___ Records shown ___

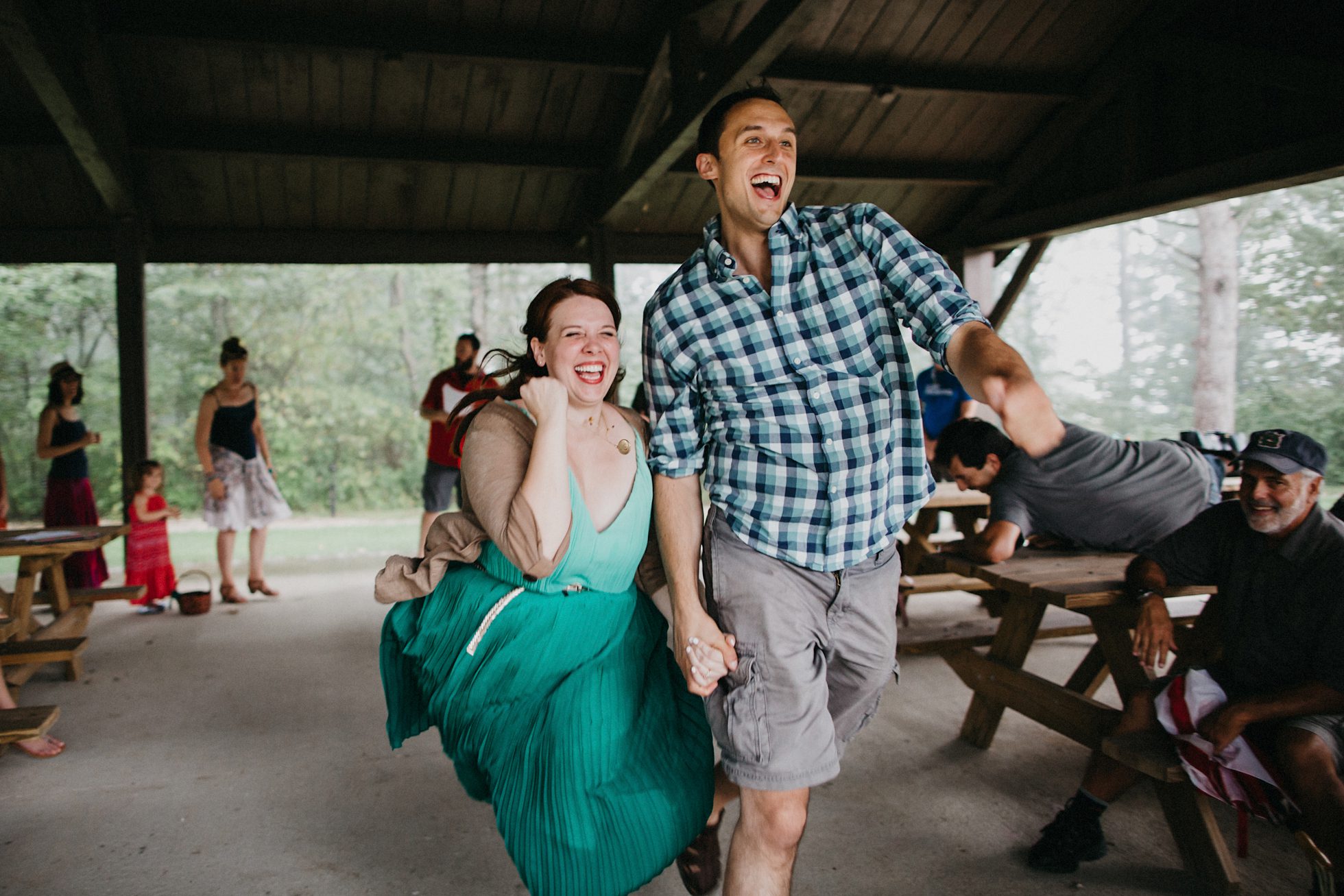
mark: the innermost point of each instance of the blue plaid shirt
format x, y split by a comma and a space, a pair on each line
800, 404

___
___ Records shown ___

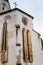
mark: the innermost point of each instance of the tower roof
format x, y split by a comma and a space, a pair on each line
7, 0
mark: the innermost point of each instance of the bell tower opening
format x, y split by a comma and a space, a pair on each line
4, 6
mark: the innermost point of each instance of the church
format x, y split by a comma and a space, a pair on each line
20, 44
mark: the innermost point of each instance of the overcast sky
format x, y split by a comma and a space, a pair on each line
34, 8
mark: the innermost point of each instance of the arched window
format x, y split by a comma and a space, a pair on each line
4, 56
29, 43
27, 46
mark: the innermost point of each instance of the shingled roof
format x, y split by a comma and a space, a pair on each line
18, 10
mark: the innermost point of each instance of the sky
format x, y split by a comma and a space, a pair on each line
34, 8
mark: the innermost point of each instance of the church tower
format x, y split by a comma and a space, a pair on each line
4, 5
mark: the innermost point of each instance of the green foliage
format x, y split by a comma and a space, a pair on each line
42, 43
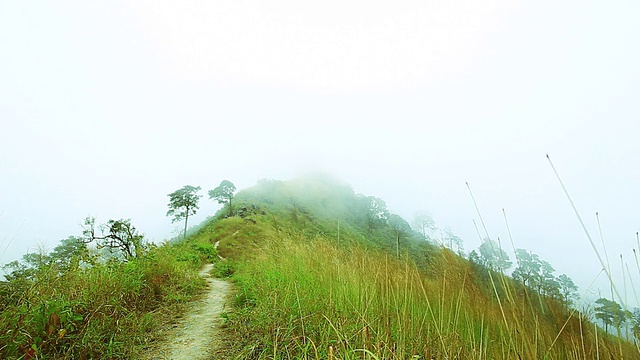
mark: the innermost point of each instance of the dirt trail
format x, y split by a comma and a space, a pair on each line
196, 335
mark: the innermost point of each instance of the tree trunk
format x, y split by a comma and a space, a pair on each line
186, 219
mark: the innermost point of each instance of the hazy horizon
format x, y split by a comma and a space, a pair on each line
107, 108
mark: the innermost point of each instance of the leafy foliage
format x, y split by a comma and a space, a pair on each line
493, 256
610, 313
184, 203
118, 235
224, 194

___

## What you need to do
Where a line of the records holds the word "roof", copy that line.

## Reply to the task
mark: the innermost point of each instance of the tower roof
mark: the innermost point of each instance of the shingled roof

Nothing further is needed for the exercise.